Data items
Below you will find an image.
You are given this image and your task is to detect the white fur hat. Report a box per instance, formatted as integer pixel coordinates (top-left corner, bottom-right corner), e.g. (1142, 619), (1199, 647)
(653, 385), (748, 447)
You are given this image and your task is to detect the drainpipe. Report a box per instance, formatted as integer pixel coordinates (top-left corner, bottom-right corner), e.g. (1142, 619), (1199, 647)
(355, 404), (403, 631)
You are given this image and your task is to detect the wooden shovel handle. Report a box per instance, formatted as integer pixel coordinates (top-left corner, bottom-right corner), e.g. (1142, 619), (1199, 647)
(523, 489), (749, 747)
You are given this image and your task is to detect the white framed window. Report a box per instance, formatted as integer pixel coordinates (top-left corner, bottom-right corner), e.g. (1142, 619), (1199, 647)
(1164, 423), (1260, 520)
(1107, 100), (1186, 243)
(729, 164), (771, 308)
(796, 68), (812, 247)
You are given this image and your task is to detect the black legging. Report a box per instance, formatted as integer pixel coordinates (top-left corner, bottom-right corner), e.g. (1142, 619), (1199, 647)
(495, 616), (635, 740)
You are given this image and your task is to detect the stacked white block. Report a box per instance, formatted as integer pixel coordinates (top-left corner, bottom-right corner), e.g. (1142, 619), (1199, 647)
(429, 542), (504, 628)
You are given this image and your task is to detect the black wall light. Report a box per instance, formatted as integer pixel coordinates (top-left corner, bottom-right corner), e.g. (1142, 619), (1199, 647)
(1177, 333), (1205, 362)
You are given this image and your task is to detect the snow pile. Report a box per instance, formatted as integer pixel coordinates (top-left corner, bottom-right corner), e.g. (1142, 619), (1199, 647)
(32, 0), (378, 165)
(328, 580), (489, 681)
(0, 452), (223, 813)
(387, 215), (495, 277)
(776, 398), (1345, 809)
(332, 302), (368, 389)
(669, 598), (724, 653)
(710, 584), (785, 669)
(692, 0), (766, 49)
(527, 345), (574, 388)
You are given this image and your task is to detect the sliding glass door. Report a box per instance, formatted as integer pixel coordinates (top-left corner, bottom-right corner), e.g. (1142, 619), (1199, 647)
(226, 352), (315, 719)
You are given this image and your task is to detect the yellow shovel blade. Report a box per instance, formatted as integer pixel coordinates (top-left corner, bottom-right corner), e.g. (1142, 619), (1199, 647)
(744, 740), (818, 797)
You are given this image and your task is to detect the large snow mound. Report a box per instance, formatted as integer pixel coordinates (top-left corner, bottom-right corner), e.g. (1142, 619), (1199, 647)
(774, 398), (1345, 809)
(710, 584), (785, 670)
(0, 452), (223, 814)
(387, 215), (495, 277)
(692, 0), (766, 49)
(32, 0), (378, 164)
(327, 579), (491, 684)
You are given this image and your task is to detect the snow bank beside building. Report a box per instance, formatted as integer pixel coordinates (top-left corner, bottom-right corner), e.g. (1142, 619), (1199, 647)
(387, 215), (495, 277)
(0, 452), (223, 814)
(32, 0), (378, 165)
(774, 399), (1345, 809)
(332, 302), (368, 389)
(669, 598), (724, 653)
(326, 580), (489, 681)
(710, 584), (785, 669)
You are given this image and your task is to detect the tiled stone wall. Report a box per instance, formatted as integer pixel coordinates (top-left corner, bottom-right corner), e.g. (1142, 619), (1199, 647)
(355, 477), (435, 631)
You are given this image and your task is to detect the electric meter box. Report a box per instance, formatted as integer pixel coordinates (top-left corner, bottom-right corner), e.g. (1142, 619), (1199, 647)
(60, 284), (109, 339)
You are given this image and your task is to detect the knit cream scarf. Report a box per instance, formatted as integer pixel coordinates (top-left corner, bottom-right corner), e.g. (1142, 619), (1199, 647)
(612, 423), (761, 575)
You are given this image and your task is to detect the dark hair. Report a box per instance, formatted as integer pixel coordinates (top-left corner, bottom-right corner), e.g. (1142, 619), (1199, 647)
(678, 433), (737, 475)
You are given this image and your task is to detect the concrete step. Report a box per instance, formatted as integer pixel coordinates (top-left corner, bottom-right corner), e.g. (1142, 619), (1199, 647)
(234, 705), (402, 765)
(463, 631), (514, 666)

:: JOB ::
Reproduce verbatim every line of the listing from the one containing "detect the wooden" through the one containing "(523, 489), (749, 747)", both included.

:: RESULT ::
You are given this image and your task is to detect the wooden shovel handle. Report a box per instance, formatted as integer pixel coordinates (top-left corner, bottom-right corner), e.g. (1142, 619), (1199, 647)
(523, 489), (749, 747)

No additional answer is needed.